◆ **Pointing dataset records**

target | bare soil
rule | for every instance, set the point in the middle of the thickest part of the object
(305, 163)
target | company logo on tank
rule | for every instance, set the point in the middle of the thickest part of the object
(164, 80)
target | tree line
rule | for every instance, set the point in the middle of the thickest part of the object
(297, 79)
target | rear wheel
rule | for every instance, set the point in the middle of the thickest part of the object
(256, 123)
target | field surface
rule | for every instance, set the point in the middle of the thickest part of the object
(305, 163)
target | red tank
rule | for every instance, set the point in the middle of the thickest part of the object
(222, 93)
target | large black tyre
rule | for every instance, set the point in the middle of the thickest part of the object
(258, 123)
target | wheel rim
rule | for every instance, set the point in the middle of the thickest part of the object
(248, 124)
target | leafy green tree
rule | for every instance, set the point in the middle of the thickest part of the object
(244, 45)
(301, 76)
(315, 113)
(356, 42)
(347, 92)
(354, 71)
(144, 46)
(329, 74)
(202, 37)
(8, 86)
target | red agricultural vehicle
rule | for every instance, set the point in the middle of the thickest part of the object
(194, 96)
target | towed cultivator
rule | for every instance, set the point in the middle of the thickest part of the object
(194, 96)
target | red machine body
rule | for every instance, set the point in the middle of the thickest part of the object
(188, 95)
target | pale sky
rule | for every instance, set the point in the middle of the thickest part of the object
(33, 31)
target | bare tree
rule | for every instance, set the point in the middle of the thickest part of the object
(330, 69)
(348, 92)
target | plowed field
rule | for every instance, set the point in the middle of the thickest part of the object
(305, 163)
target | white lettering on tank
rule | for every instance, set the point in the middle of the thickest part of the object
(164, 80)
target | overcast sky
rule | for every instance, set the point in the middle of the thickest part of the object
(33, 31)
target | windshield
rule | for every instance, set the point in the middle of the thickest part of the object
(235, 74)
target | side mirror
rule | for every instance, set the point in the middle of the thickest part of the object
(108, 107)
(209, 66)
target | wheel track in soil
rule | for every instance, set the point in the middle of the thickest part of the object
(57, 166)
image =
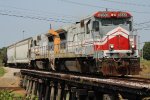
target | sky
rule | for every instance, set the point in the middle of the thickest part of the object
(26, 18)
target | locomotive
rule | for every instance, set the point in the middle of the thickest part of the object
(101, 43)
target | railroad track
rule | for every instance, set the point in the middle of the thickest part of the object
(128, 87)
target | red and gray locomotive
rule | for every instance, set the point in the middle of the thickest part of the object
(101, 43)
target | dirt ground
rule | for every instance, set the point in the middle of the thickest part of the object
(11, 82)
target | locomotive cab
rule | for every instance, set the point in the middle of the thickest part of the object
(115, 42)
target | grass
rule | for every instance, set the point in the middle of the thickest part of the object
(145, 65)
(9, 95)
(2, 71)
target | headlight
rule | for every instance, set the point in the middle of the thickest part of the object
(133, 46)
(112, 46)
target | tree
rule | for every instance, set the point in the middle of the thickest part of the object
(146, 51)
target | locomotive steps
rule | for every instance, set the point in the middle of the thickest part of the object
(58, 86)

◆ **Problem requirements**
Copy every one of the lines above exactly, without the pictures.

◆ **The completed task**
target | bare soil
rule | for every instance, set the point in the middle of the thickest part of the object
(305, 163)
target | company logo on tank
rule | for every instance, set the point in the middle of the thickest part of the object
(164, 80)
target | tree line
rule | for every instance, set the point in the middle of the thickest part of the object
(297, 79)
target | rear wheel
rule | for every instance, set the point in the middle of the thickest part of the object
(256, 123)
target | field surface
rule | for every instance, set the point in the middle of the thickest part of the object
(305, 163)
target | red tank
rule | for every instance, set the point in the middle of the thickest part of the object
(222, 93)
target | large black tyre
rule | for every instance, set the point in the middle of the thickest part of the object
(258, 123)
target | wheel rim
rule | for every instance, set the point in the middle of the thickest part of the object
(248, 124)
target | leafy green tree
rule | for every instance, set the point in the middle of the thickest part of the object
(244, 45)
(301, 76)
(315, 113)
(356, 42)
(347, 92)
(354, 71)
(144, 46)
(329, 74)
(202, 37)
(8, 86)
target | red agricultural vehicle
rule | for every instance, set the point in the middle of the thickest part of the object
(194, 96)
target | towed cultivator
rule | for every instance, set the point in the middle of the thickest part of the object
(194, 96)
target | red machine body
rule | for every instance, set the point in the middle of the thickest part of the object
(188, 95)
target | pale sky
rule | for every instance, set the point in the middle of the thickest part of the object
(33, 31)
target | bare tree
rule | for every instance, set the point in the middle of the thickest part of the object
(330, 69)
(348, 92)
target | plowed field
rule | for every instance, set the point in the middle of the thickest part of the object
(305, 163)
target | white lettering on tank
rule | for every instance, set the point in the middle of the thickest part of the object
(164, 80)
target | overcast sky
rule | for every instance, set the point in the middle of the thickest part of the object
(33, 31)
target | windshield
rule | for every instance, set the point in the middle of the thickest part of the object
(235, 74)
target | side mirror
rule | for every instance, set the point in the middle of the thickest part of the object
(108, 107)
(209, 66)
target | wheel track in soil
rule | for every instance, set the point in the middle of the thickest part of the object
(57, 166)
image =
target | sky
rule | for every instance, set the point in the middle of the thickest part of the object
(26, 18)
target | locomotive
rule | for every instance, set the point in the middle of the thickest part of the object
(101, 43)
target | railroad track
rule | for every instance, set the point in the middle of the thickest part of the object
(128, 87)
target | red and gray locomotive
rule | for every instance, set the point in the middle of the thickest part of the object
(101, 43)
target | dirt ground
rule | for every instance, set the point in the middle of the thickest part of the object
(11, 82)
target | locomotive cab
rule | for every instance, set the point in the middle of the thickest part of the object
(115, 42)
target | grass
rule | for every instance, set the point in the middle of the thickest part of the object
(145, 65)
(9, 95)
(2, 71)
target | headlight
rule | for every instance, set the point in the middle of the thickest part of the object
(133, 46)
(112, 46)
target | tree
rule | for every instance, set the point in the middle of the thickest part of the object
(146, 51)
target | locomotive steps
rule | for every instance, set the point in the middle of the thickest part of the object
(58, 86)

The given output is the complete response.